WORK TO COMPLETE: Set out every row below as a numbered list, skipping any blank lines.

▼▼▼

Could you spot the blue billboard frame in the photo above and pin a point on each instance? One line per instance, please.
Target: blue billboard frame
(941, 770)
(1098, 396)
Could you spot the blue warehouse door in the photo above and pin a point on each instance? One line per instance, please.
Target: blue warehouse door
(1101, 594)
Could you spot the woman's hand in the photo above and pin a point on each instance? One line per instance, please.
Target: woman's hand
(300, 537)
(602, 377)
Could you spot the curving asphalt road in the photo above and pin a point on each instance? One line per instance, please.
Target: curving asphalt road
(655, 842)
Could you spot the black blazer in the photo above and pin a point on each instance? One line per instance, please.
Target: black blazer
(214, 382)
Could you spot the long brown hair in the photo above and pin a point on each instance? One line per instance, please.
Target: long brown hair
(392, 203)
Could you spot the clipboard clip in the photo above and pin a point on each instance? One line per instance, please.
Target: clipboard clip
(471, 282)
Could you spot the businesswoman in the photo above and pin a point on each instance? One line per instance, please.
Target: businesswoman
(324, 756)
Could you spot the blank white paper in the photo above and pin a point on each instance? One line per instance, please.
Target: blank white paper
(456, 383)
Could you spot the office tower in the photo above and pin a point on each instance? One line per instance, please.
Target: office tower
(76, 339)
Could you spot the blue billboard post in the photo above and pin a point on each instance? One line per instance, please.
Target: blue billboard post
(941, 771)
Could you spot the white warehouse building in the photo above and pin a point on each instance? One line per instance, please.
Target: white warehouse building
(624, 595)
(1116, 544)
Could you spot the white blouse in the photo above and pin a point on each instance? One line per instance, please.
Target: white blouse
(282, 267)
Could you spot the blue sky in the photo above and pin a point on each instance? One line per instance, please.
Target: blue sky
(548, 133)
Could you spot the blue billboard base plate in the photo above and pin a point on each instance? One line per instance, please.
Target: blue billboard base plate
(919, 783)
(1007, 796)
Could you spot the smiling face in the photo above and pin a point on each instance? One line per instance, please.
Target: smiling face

▲▲▲

OUTPUT OF THE EXERCISE:
1. Could you spot the blue billboard frame in the photo above and pin a point on each instance? One line per instance, please.
2. Target: blue billboard frame
3. (941, 770)
4. (1098, 396)
5. Could you spot the blue warehouse door in the photo above and pin a point on each instance? One line per instance, please.
6. Target: blue warehouse door
7. (1101, 594)
8. Could you spot the woman's hand in the photo above and pin a point on each instance? One line per instance, please.
9. Target: woman's hand
10. (300, 537)
11. (602, 377)
12. Could you spot the curving asphalt road in the photo above and pin a point on each instance? One line per instance, please.
13. Target: curving asphalt road
14. (655, 842)
15. Could you spot the black blazer in the photo above and pin a point on each instance? One line per instance, please.
16. Target: black blazer
17. (214, 382)
18. Could you spot the long brown hair in the photo above and pin a point on each instance? One line per instance, please.
19. Target: long brown hair
20. (392, 203)
21. Could you spot the clipboard clip in the photo above and pin a point on each instance? One line per instance, please.
22. Target: clipboard clip
23. (471, 282)
24. Could you spot the businesswoman in the photo above and pin a point on each instance? One line per instance, please.
25. Target: businesswoman
26. (324, 756)
27. Could you spot the blank white paper in the photo above and pin a point on each instance? One line per instance, please.
28. Target: blank white paper
29. (456, 383)
30. Could you spot the office tower in the photo above and pin a point on each instance? One line per instance, please.
31. Target: office tower
32. (76, 339)
33. Could you spot the blue billboard post in the photo above and pin a point on each instance? One line per instance, please.
34. Target: blue billboard post
35. (941, 771)
36. Could you spot the white warehouse building in the photo above and pin a point on each instance? One line per instance, please.
37. Target: white warehouse building
38. (624, 595)
39. (1116, 544)
40. Could you spot the white blouse in the photo above and pin a point on each instance? One line per instance, please.
41. Target: white blouse
42. (282, 267)
43. Could you spot the blue sky in the photo above and pin a point on each instance? One line per instance, please.
44. Target: blue sky
45. (548, 133)
46. Could you spot the blue billboard base plate in the photo above and pin a point on each instance? One line per instance, please.
47. Target: blue billboard base plate
48. (919, 783)
49. (1007, 796)
50. Could you spot the smiling face in the photo above and pin a point on each instance? One line per instance, please.
51. Target: smiling face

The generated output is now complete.